Belge Bölümü:
Sanırım uzun zaman sonra keyif almadığım ilk bölümdü. İlk bir saat neredeyse elle tutulur hiçbir şey yoktu, kurgudaki kopukluk da bu bölüm çok daha rahatsız edici boyuttaydı. Sahneler böyle sırf yazmış olmak için yazıldıkça etkisi inanılmaz azalıyor hatta dürüst olayım sıfıra iniyor. Keyif almadan, göz devire devire ya da boş baka baka izliyoruz açıkçası. Neyse, her şeyi anlatacağım sıra sıra. Bütün şikayetlerimi döküyorum bu yazıda hadi bakalım.
Yerlere mi atsaydık karıcım?
Sadi’yle Yaver‘in arka koltuktan çıkacağına emin olduğumuz araba sahnesinde Songül yine söylenirken laf arasında Sadi’ye bırak aşkım demesi.. Bunlar artık gerçekten buram buram sevgili farkındayız dimi? 🤩 Biz dahil kimse yadırgamıyor da, müthiş. Süreç içinde doğal gelişen bir manitacılık oldu, hayırlı uğurlu olsun diyelim.
Ben modern bi insanım, görmezden gelirim yalanının ardından benim ayarlarımla oynuyo itirafı da komikti güzeldi. + Yaver’in ayrı oda muhabbeti. Ulan sen hep mi kralsın be adam. Hep mi doğru şeyler söylersin. Ağzın bal yesin bal. Çok seviyorum seni (Songül sesiyle) ama gerçekten!

İstenen Görev 1:
Dizi yorumunda adı geçen bütün karakterleri, metinde ilk geçtikleri sırayla yaz.
İstenen Görev 2:
Lütfen dizi yorumunu son cümlesinden sonra aynı üslupla sürdür.

Sağlanan Veriler:
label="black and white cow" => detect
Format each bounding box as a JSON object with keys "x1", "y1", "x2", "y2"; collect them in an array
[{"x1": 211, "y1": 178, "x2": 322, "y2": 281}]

Nihai Yanıt 1:
Sadi, Yaver, Songül

Nihai Yanıt 2:
Böyle hafif tatlı başlamamız icap etti, şimdi zottirik olan her şeye başlıyoruz hazırsanız. Öncelikle Melek‘in şizofren ruh hastası annesi. ULAN, sen nasıl kıt, akılsız, iğrenç bir yaratıksın böyle. Gözü kör desem değil, salak desem yetmiyor. Şu aptal durumu tarif etmeme yarayacak hiçbir sıfat yok. Her hafta söylüyoruz ama bi işe yaramıyor.
YETER. BIKTIK. VALLAHİ YETER BİLLAHİ YETER. BİTİRİN ŞU KONUYU, HALLEDİN. Ne halt ediyosanız edin ama midemizi daha fazla bulandırmayın. Bileklerimi dikine dikine kesicem sinirimden ya. Hayır bi de Melek’i gerçekten Yeşilçam karakteri sanıyorlar. Sağanak yağmurda ıslanıp üşüyerek türkü eşliğinde yürümek falan. Tüy diktiler resmen. Asabım bozuldu çok fena, üstüne bir de güldüm ya.
ATKI
Bazen böyle anlarda küfür etme özgürlüğümün elimde olmasını çok istiyorum biliyor musunuz. Bu iş iyice çirkinleşti. Komik bir tarafı kalmadı. Böyle rezil, aşağılık bir karakteri/olayı niye yazarsınız anlamış değilim. Yazana da, oynayana da, çekene de herkese çok sinirliyim şu an. Bi de uzattıkça uzatmışlar daha ne kadar saçmalarız diye fikir üretmişler sanki. Arsız bir insanı izlemenin zorluğunu geçtim, alenen evli birisinin eşine söylediği lafları, gösterdiği tavrı düşündükçe kan beynime sıçrıyo. BUNU HANGİ AKLA HİZMET YAZDINIZ? DERDİNİZ NE? BİZDEN NE İSTİYORSUNUZ? BİZ BU DİZİYİ SEVEREK İZLEMEYE DEVAM ETMEK İSTİYORUZ. CANIMIZDAN BEZDİRMEYİN.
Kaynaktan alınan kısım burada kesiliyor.